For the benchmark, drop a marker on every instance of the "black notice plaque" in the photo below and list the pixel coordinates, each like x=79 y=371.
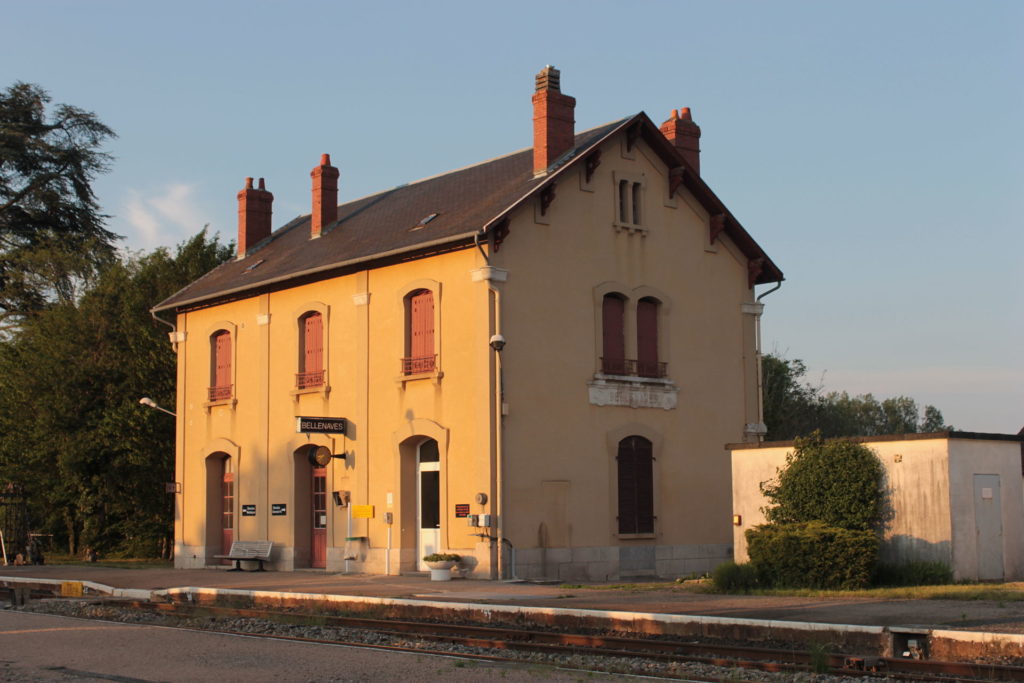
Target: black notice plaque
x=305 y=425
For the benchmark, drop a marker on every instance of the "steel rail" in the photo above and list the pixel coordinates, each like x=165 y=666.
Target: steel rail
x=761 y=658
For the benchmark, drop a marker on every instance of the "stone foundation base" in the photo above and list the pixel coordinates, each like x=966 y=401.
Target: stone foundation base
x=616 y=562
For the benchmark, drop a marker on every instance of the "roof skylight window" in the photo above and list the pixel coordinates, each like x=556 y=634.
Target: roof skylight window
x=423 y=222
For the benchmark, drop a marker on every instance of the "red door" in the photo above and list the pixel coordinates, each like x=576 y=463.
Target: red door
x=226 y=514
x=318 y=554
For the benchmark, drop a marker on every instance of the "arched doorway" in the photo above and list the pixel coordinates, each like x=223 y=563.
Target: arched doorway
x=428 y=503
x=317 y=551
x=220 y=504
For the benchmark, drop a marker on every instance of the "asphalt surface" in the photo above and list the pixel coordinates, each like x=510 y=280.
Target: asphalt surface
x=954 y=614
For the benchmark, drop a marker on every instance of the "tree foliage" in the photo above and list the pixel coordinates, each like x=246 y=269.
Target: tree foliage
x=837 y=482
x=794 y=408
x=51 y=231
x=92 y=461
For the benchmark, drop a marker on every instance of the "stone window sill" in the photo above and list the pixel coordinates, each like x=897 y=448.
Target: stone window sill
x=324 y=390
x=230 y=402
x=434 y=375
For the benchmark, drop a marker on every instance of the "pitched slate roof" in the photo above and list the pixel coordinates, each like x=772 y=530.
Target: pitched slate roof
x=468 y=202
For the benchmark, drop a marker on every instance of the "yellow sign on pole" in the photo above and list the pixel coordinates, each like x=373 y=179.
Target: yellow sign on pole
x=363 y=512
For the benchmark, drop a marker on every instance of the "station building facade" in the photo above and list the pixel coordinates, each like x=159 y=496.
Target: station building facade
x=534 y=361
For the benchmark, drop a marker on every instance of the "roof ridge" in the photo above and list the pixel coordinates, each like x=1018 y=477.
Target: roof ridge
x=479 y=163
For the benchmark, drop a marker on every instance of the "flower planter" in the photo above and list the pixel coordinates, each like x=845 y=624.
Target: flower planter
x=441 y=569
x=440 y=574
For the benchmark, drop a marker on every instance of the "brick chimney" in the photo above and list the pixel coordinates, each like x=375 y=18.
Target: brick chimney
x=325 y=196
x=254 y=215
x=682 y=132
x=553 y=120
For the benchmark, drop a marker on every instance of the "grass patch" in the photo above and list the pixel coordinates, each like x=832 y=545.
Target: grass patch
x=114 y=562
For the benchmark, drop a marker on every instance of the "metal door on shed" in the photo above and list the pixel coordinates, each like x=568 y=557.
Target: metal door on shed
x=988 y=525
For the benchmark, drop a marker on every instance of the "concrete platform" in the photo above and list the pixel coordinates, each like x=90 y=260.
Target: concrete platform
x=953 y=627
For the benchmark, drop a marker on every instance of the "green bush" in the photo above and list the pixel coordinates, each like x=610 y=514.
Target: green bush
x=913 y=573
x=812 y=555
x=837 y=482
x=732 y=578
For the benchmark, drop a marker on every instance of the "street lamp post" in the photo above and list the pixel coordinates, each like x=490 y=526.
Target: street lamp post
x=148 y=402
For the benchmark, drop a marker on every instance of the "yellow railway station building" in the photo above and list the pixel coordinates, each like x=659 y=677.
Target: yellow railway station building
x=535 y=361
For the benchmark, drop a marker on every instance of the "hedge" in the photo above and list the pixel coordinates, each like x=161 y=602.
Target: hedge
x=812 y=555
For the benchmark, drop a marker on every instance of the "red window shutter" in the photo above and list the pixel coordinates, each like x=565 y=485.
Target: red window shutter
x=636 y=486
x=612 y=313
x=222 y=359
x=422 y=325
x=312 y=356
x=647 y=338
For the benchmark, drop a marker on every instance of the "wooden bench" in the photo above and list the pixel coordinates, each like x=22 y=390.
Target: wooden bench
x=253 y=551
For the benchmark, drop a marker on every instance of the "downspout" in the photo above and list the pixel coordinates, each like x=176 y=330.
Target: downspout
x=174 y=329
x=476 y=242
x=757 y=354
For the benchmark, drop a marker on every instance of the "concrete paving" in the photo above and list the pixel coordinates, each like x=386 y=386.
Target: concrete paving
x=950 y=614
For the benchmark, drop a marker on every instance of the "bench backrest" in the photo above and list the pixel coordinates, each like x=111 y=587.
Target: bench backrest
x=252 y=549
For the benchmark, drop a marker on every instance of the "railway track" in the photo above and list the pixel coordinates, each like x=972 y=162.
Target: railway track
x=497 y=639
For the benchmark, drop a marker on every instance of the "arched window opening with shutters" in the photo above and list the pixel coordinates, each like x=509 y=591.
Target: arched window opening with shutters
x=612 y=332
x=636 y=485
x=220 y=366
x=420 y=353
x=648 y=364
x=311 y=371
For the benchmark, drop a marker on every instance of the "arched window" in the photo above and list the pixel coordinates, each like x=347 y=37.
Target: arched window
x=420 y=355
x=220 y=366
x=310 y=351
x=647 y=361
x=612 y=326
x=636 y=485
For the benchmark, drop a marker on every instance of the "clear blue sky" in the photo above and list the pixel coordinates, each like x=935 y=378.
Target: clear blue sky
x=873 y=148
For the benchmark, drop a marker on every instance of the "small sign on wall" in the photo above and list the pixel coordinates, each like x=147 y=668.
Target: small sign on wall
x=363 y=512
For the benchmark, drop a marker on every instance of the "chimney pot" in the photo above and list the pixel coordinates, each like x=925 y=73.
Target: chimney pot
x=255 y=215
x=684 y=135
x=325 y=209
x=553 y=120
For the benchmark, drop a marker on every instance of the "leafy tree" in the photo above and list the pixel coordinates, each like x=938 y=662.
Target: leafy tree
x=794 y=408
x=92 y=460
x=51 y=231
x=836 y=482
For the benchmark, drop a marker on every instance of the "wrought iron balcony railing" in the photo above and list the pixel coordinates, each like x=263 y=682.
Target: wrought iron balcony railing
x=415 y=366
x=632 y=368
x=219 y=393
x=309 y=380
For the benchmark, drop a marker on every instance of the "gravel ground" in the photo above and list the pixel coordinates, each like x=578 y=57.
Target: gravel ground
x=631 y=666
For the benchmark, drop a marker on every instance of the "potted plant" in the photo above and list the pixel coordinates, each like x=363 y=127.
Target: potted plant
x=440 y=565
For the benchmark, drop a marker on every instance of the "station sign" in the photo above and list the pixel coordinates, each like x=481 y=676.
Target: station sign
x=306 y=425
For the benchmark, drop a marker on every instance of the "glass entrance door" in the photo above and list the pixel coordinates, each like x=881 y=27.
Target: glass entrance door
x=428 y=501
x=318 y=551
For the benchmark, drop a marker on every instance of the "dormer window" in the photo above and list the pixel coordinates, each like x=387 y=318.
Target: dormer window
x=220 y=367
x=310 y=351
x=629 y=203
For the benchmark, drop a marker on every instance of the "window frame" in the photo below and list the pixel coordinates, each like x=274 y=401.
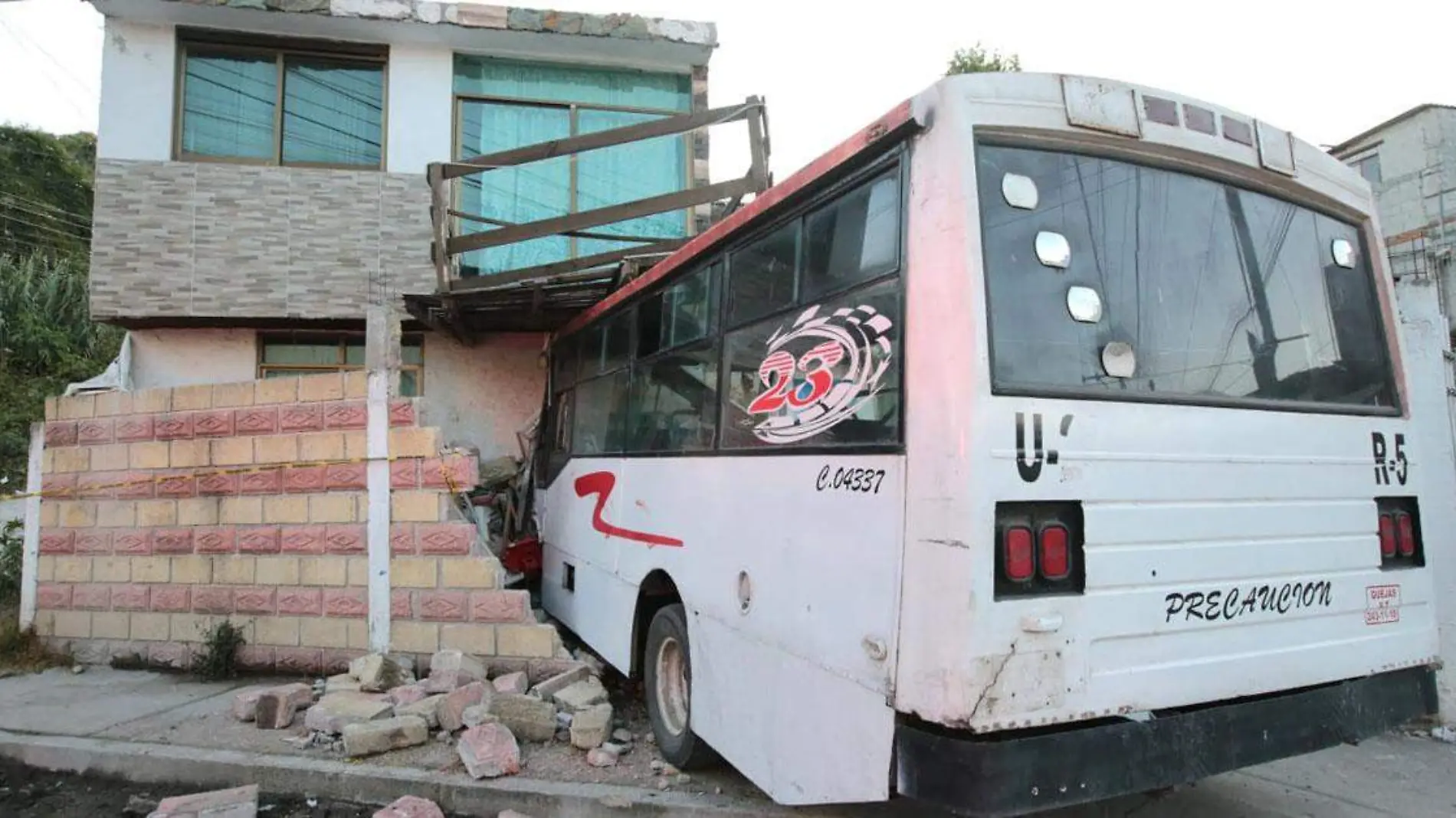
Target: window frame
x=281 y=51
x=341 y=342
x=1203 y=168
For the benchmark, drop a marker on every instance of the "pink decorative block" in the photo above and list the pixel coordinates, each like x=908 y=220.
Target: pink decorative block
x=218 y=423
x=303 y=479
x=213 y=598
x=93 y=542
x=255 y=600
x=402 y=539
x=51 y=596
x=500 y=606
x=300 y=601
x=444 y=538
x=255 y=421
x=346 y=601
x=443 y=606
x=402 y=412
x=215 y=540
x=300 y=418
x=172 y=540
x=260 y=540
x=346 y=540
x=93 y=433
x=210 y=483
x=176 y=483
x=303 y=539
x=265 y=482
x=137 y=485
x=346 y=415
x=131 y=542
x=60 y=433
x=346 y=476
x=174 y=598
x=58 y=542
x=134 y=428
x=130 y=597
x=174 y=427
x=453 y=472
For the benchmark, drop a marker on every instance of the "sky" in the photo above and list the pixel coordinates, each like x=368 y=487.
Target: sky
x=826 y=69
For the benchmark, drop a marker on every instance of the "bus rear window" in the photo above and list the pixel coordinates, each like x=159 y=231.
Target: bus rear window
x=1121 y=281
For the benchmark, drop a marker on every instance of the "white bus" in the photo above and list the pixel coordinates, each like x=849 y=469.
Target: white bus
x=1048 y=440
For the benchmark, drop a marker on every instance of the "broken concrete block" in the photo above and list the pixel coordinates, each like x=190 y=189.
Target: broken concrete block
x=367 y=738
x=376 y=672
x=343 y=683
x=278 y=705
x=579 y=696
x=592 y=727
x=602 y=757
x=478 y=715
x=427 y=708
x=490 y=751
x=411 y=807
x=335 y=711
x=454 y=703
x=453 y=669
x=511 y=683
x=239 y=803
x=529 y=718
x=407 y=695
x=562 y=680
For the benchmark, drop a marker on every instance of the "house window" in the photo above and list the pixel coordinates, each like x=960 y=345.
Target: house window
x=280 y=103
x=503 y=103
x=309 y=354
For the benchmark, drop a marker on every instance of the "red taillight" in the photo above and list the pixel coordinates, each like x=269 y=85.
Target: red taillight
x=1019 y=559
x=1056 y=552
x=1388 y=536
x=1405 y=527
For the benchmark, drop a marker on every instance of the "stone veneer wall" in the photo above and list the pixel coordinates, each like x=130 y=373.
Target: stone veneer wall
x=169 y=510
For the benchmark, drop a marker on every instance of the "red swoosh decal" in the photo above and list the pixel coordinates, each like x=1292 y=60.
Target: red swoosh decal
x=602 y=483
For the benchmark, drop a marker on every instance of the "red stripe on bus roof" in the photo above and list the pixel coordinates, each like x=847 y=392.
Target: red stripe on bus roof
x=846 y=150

□ □ □ □ □

**Task instructions**
Switch "arched doorway" to "arched entryway" in the stretch from the line containing "like x=223 y=563." through the line containing "x=220 y=504", and reproduce only those lines with everything else unchanged.

**Full output**
For the benchmark, drop a marker on every instance of the "arched entryway" in the photo above and list the pixel coordinates, each like x=223 y=563.
Target: arched entryway
x=428 y=503
x=317 y=551
x=220 y=504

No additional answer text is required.